INSTRUCTIONS FOR THE TASK
When "pole" occurs in a line of the material, copy that line.

DATA TO EXAMINE

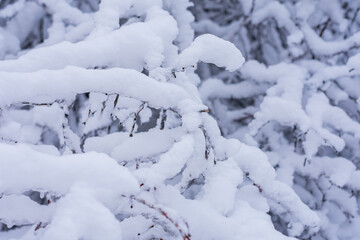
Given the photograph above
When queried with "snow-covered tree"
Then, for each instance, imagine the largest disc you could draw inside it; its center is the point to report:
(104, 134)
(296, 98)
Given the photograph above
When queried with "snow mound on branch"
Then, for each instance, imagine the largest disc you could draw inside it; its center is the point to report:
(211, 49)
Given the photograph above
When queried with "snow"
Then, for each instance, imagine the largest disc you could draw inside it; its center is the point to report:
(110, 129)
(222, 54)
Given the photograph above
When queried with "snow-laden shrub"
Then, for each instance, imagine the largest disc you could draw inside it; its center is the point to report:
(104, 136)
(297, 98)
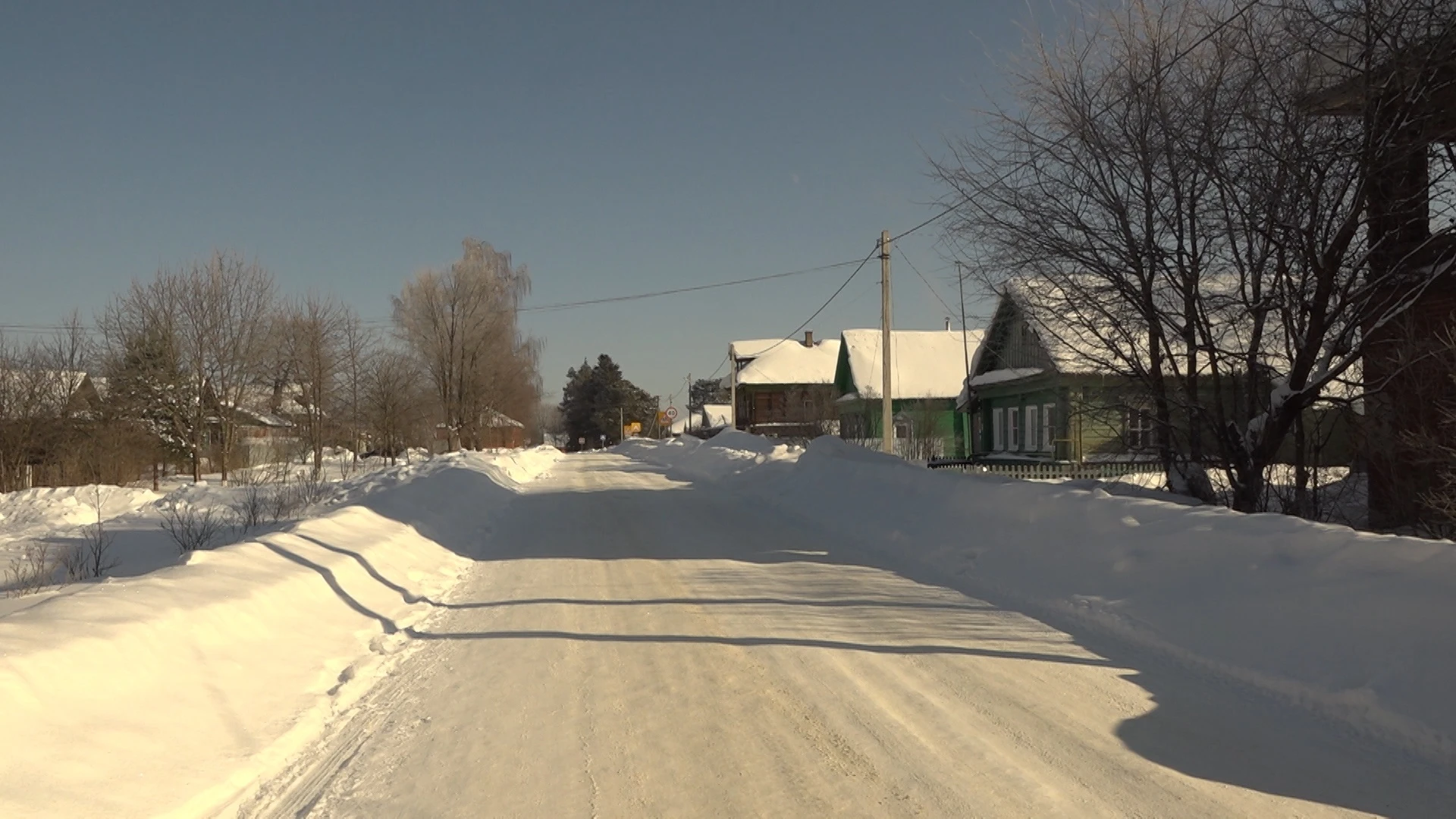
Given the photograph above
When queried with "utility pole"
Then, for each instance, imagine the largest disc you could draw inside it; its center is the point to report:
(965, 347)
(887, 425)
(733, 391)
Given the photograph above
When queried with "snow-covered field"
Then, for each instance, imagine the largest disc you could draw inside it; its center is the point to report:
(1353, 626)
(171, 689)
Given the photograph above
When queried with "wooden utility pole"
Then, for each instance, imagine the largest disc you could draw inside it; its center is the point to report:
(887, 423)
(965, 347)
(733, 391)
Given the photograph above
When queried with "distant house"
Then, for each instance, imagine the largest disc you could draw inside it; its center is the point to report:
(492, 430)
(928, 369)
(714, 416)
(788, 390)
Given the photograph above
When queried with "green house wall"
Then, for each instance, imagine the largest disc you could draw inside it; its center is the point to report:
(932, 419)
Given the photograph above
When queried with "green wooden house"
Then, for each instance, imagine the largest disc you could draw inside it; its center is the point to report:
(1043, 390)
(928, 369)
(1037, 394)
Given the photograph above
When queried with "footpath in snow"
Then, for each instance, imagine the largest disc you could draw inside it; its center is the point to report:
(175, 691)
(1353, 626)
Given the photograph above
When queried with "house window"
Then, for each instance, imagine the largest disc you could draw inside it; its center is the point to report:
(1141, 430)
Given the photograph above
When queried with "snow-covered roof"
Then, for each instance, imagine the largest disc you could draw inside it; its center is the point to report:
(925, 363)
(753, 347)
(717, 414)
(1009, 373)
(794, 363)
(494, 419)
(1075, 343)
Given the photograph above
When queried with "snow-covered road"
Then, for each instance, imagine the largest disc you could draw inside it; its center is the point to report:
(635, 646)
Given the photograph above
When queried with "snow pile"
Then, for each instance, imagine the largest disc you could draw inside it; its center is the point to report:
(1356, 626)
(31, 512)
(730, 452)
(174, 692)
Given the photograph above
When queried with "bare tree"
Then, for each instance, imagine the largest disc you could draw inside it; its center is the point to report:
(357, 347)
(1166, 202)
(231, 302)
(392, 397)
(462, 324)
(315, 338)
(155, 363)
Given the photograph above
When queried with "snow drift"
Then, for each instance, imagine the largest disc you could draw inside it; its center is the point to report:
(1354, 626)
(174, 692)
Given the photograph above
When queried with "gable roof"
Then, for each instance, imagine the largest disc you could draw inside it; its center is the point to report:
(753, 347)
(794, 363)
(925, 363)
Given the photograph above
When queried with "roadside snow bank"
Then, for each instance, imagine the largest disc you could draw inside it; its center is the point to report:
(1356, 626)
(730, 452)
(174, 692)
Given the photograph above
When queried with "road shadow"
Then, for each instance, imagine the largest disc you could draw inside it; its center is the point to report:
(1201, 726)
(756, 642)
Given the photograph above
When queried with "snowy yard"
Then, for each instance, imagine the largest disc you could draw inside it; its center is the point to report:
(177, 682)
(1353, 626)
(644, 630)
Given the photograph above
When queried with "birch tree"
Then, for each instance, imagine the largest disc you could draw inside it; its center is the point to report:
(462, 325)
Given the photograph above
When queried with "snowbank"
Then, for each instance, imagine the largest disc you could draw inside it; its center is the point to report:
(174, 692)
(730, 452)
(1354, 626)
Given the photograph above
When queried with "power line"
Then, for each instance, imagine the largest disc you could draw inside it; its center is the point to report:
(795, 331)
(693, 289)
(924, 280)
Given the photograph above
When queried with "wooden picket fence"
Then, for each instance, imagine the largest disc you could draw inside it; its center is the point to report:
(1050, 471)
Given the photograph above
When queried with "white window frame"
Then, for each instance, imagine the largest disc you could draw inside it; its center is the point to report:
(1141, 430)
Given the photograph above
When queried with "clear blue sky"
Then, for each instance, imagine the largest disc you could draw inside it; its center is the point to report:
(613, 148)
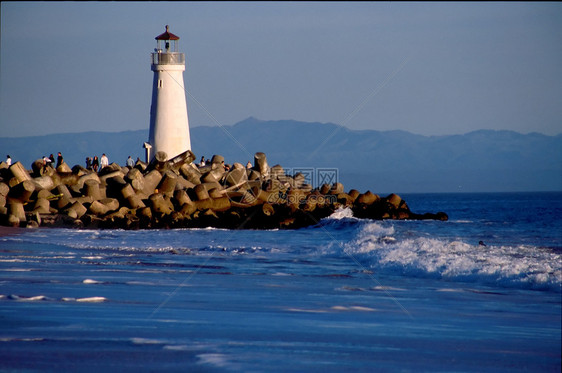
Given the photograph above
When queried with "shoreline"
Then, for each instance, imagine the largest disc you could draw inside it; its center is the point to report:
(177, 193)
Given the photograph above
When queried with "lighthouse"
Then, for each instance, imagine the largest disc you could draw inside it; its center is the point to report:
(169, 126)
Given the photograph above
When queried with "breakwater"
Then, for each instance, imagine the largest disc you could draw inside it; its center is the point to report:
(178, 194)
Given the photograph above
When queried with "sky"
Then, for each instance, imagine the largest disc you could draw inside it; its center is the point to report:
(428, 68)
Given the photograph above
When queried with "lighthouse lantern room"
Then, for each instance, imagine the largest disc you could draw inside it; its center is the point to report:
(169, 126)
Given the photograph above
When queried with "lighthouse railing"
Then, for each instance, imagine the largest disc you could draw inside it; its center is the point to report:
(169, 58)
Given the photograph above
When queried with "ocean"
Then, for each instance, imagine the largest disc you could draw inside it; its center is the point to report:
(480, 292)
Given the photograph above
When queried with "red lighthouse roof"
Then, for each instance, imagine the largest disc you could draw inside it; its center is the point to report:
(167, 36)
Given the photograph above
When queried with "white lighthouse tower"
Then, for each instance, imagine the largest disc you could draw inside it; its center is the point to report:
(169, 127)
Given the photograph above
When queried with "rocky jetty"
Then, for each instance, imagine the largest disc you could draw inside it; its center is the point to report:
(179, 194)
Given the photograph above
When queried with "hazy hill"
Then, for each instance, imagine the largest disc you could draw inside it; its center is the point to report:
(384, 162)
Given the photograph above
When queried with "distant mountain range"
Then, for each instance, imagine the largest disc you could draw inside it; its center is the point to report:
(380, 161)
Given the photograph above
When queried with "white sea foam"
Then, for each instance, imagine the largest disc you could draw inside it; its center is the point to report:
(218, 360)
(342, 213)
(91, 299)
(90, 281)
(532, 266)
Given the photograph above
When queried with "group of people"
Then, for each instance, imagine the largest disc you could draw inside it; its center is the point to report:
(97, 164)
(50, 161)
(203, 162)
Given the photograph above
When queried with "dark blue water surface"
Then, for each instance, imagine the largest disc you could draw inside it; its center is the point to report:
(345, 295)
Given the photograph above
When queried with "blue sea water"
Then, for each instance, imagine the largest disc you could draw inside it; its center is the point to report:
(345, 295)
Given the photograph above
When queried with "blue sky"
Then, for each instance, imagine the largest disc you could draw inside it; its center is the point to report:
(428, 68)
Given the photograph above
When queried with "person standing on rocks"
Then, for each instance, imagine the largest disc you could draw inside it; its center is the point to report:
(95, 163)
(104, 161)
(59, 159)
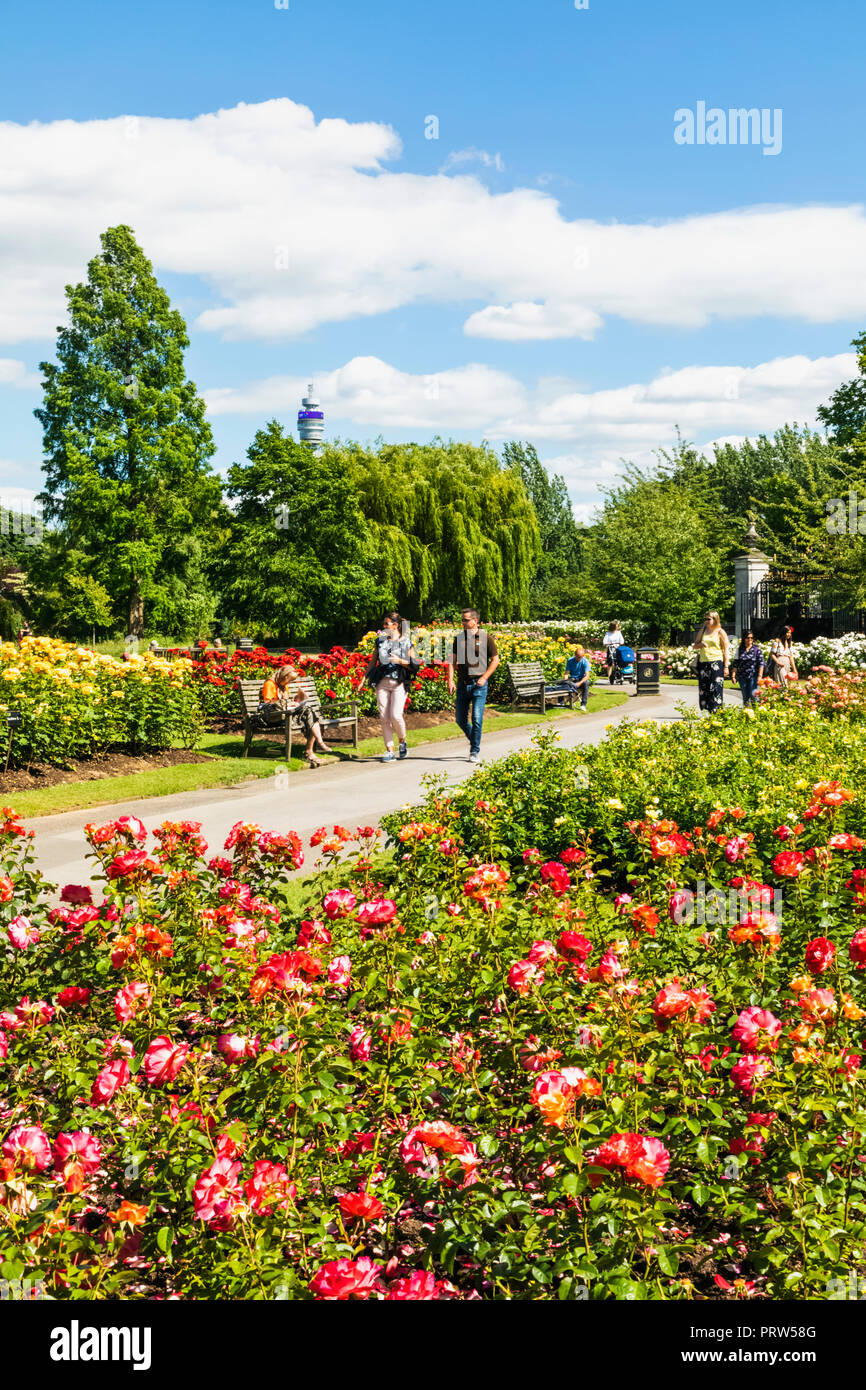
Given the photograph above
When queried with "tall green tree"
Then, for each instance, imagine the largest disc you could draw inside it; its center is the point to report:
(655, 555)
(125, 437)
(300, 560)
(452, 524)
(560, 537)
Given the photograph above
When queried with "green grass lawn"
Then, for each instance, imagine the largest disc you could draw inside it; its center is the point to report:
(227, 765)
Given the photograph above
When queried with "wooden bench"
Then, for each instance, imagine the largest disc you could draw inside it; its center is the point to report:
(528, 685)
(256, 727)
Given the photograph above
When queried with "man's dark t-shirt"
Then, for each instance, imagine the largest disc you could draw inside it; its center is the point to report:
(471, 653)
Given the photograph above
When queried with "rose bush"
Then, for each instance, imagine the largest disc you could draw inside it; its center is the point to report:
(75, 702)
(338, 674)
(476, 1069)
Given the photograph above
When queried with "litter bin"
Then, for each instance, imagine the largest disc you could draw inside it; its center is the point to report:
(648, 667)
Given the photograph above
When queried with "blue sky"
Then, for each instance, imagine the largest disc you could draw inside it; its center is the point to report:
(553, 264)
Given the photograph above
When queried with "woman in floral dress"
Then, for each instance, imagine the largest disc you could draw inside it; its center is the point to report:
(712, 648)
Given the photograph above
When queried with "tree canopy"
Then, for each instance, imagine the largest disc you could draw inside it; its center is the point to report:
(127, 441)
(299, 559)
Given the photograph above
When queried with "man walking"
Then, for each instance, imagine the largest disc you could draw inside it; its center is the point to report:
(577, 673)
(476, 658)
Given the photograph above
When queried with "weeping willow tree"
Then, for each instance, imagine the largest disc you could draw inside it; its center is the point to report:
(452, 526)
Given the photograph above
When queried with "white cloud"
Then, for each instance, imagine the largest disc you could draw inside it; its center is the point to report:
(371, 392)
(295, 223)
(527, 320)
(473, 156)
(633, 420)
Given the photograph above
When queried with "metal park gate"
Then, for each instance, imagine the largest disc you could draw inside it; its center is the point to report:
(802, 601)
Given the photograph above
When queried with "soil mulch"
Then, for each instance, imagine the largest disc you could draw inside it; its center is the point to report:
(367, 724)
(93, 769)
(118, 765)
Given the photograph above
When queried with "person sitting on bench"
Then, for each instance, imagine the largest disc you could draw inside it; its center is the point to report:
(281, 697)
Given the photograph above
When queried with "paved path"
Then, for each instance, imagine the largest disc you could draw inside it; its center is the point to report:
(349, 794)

SOLVED EXERCISE
When queried with "utility pole"
When queried with "wooden utility pole"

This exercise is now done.